» **TEXTE SOURCE**:
□ □ □
Média : Emission Forum RMC FR3 - RMC

Texte intégral

Déclaration du ministre des Affaires Étrangères, M. Hervé de Charrette (Paris, 15 septembre 1996)

Les élections qui se sont tenues hier en Bosnie-Herzégovine sont les premières depuis la fin des hostilités dans l'ex-Yougoslavie.

La campagne électorale a été d'un bon niveau et l'on n'a eu à déplorer aucun trouble majeur.

Malgré un contexte passionné et certains incidents, le scrutin s'est déroulé dans l'ensemble de façon satisfaisante. L'action des forces internationales a facilité le déroulement des opérations de vote sur le terrain.

Il est trop tôt pour préjuger des résultats : on peut toutefois noter que près de deux électeurs sur trois se sont rendus aux urnes.

C'est un signe appréciable pour la démocratie. Les électeurs ont compris que le scrutin représentait une étape importante du processus de paix puisqu'il va permettre la mise en place des nouvelles institutions de la Bosnie-Herzégovine.

La France se félicite de ce processus auquel elle continuera, avec l'Union européenne, à apporter tout son soutien, notamment dans la phase de consolidation de la paix et de la démocratie qui s'ouvre désormais, et pour laquelle elle a déjà annoncé ses propositions.

 

RMC - lundi 16 septembre 1996

P. Lapousterle : Les élections ont eu lieu en Bosnie. Il y a eu quelques incidents pendant ces élections, peut-on s'attendre à une multiplication des contestations et est-ce que cela peut remettre en cause l'existence et la bonne fin du scrutin ?
□ □ □
» **À FAIRE**:
- 1) Recopiez à l'identique le passage de la déclaration qui commence à « Média : Emission » et se termine à « aucun trouble majeur. ».
- 2) D'après la déclaration, quelle part des électeurs s'est rendue aux urnes ?

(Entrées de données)
□ □ □
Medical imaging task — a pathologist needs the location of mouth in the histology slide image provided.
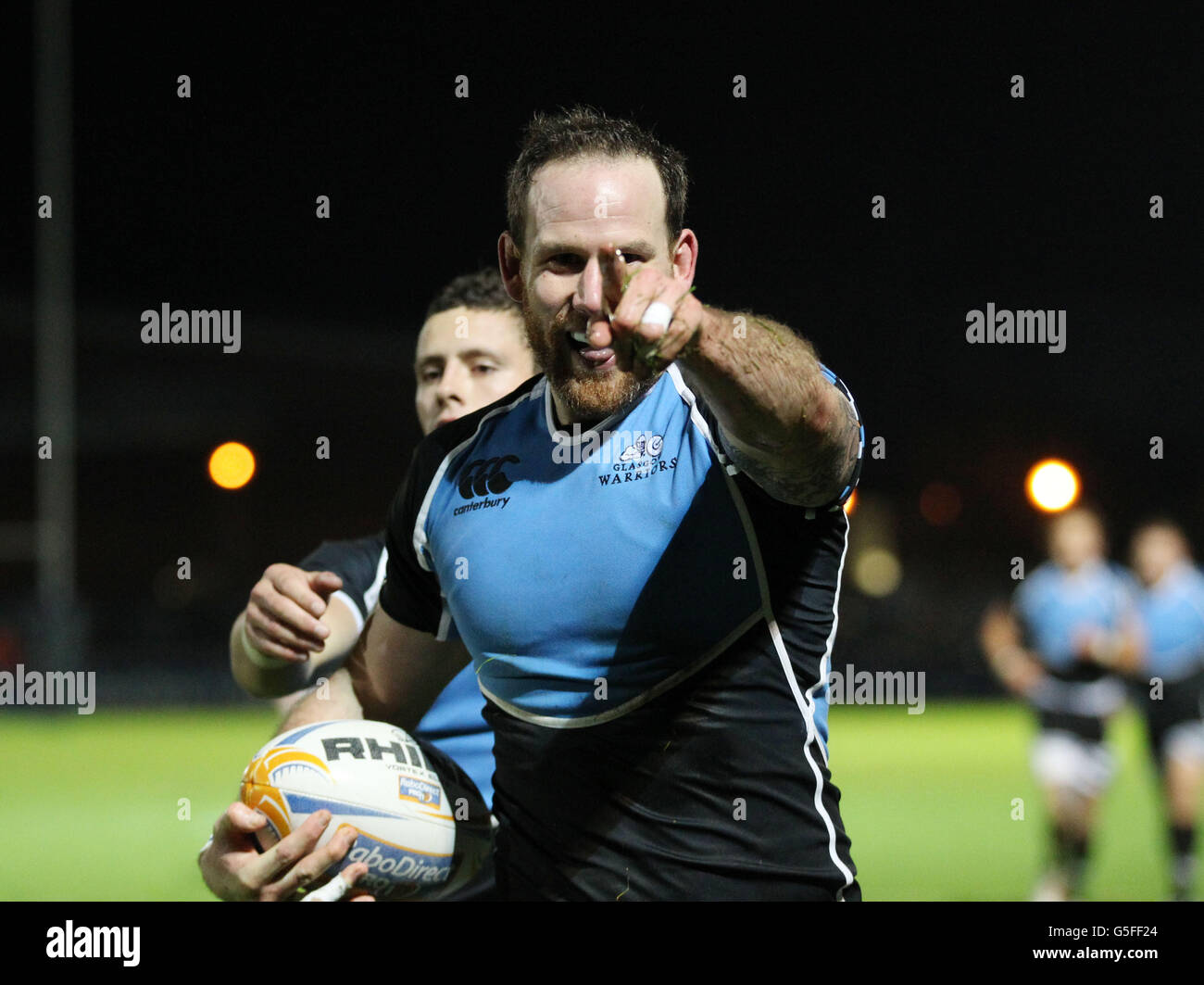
[565,331,614,371]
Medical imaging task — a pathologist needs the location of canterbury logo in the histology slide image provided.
[460,455,519,499]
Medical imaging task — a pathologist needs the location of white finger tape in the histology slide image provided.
[639,301,673,327]
[301,873,352,903]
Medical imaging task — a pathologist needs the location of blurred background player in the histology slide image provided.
[1131,519,1204,900]
[982,507,1139,901]
[201,267,537,900]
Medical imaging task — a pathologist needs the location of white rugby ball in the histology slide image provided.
[240,719,490,900]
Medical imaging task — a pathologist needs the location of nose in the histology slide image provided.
[434,360,469,407]
[573,253,603,322]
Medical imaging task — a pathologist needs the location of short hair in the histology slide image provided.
[506,105,690,249]
[1133,513,1191,549]
[422,267,520,322]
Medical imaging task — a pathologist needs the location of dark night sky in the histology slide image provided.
[0,4,1204,674]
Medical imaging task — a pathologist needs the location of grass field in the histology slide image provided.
[0,702,1185,900]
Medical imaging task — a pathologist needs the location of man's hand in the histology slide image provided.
[244,564,344,663]
[197,801,373,903]
[589,246,706,378]
[979,606,1045,697]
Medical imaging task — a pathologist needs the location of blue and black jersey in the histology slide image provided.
[1012,562,1136,722]
[381,366,859,900]
[297,531,494,804]
[1131,562,1204,765]
[1138,562,1204,680]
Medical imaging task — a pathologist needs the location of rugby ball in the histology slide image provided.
[240,720,490,900]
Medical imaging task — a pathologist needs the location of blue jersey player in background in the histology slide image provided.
□ □ □
» **RÉPONSES PAR TÂCHE**:
- 1)
Média : Emission Forum RMC FR3 - RMC

Texte intégral

Déclaration du ministre des Affaires Étrangères, M. Hervé de Charrette (Paris, 15 septembre 1996)

Les élections qui se sont tenues hier en Bosnie-Herzégovine sont les premières depuis la fin des hostilités dans l'ex-Yougoslavie.

La campagne électorale a été d'un bon niveau et l'on n'a eu à déplorer aucun trouble majeur.

- 2) Près de deux électeurs sur trois.